_How to complete this task_. Pull out each line of the records that contains the string "negative", copying it unchanged.

_Source records_.
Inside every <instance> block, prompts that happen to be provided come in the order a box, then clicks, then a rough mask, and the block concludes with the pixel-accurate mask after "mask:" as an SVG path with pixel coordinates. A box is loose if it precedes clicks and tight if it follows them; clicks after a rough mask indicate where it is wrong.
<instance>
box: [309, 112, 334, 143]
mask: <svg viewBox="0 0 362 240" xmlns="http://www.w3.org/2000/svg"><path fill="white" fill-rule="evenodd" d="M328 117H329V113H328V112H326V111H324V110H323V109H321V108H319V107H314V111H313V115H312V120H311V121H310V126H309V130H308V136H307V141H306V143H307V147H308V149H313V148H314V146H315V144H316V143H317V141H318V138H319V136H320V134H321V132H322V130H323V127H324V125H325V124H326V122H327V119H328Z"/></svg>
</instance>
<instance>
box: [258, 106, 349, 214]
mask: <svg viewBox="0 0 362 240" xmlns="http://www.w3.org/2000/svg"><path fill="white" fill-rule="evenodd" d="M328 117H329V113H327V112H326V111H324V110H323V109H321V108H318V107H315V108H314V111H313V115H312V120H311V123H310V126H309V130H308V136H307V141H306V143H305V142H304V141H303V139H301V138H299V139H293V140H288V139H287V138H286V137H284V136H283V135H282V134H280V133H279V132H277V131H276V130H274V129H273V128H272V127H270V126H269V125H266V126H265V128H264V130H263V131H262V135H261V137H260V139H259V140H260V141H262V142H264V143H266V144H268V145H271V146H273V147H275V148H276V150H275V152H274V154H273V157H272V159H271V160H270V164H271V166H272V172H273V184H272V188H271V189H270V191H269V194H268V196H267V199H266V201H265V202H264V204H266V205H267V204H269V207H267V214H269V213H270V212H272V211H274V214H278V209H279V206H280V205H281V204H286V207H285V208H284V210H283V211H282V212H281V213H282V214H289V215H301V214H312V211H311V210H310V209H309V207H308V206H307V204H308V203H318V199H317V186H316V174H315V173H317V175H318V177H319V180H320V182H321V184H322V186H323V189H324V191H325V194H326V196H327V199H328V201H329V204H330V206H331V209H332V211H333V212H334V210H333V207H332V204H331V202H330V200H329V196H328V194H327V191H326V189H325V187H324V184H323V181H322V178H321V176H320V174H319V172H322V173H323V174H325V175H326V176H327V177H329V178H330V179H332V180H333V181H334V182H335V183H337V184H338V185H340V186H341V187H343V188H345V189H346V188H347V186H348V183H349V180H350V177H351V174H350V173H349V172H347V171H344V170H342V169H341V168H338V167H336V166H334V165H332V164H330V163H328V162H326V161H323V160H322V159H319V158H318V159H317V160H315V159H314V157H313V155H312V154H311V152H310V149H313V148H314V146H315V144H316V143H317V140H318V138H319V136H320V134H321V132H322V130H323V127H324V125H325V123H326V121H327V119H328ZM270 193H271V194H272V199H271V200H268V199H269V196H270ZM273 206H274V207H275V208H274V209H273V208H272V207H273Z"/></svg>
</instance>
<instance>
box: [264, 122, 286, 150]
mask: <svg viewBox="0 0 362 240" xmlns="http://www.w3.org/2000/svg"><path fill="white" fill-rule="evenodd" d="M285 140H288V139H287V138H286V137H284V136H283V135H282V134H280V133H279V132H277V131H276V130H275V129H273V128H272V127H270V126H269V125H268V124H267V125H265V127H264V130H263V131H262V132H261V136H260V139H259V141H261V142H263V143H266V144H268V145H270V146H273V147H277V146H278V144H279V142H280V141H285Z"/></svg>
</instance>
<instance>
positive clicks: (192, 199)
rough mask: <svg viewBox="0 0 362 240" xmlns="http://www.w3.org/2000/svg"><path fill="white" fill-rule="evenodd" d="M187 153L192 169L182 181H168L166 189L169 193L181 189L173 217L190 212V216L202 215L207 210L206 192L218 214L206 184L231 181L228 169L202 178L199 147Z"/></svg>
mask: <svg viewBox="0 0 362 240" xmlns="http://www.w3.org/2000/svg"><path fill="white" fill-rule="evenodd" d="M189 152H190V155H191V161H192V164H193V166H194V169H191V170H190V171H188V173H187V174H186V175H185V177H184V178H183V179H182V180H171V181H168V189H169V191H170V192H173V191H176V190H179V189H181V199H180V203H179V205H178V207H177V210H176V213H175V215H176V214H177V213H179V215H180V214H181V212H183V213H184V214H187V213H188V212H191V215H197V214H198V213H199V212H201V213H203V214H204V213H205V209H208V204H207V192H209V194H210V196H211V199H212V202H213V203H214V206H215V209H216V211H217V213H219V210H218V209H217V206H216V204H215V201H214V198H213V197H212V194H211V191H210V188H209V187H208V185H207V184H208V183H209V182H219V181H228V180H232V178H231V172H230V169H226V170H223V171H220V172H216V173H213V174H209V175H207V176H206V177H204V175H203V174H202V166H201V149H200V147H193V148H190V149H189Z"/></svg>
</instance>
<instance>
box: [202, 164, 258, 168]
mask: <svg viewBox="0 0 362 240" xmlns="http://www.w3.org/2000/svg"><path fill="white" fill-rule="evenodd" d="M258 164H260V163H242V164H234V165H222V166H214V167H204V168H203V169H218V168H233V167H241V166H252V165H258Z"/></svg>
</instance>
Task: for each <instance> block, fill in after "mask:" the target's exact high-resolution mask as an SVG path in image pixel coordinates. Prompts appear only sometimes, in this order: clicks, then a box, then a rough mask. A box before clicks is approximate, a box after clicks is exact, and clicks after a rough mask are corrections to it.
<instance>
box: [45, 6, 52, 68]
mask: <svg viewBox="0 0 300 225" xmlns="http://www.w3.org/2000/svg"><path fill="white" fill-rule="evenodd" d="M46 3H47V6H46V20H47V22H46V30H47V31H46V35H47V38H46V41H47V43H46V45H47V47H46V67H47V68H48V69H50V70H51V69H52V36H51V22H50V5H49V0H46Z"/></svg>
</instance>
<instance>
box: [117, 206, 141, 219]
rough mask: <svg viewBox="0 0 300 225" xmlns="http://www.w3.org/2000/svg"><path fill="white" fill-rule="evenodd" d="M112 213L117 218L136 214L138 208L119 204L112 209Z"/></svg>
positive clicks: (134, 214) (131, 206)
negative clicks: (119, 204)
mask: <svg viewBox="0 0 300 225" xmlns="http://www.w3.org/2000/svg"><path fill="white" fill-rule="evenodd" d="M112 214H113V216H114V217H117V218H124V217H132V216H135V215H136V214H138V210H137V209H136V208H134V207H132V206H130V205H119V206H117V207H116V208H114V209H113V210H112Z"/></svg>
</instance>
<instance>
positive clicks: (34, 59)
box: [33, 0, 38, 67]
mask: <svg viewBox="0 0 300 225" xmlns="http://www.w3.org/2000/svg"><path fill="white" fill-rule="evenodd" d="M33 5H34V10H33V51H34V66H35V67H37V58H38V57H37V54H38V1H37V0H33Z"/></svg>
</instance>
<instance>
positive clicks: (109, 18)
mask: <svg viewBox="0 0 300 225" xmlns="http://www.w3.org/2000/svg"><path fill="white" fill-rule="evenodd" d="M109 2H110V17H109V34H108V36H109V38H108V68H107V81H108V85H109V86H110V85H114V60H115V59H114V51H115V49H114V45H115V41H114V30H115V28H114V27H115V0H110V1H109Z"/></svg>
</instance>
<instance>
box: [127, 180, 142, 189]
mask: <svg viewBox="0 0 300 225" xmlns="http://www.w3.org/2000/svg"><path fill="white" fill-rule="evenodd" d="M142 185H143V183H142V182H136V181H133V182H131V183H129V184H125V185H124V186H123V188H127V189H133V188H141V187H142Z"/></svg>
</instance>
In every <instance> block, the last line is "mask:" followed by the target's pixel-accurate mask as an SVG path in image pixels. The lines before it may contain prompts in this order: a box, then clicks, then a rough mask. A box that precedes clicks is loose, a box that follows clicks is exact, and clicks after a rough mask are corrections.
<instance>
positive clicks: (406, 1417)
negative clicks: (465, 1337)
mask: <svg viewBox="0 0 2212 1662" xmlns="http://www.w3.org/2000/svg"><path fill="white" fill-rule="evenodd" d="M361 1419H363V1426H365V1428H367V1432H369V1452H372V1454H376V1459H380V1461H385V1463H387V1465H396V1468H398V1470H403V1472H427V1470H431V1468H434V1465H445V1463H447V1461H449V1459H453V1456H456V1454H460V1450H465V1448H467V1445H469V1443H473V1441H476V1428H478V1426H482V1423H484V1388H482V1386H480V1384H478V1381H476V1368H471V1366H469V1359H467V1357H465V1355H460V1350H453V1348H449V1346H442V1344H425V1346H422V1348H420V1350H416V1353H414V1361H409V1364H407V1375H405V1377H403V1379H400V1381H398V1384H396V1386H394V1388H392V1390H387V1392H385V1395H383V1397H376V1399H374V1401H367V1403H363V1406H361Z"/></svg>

_Answer space_.
negative clicks: (119, 204)
negative clicks: (465, 1337)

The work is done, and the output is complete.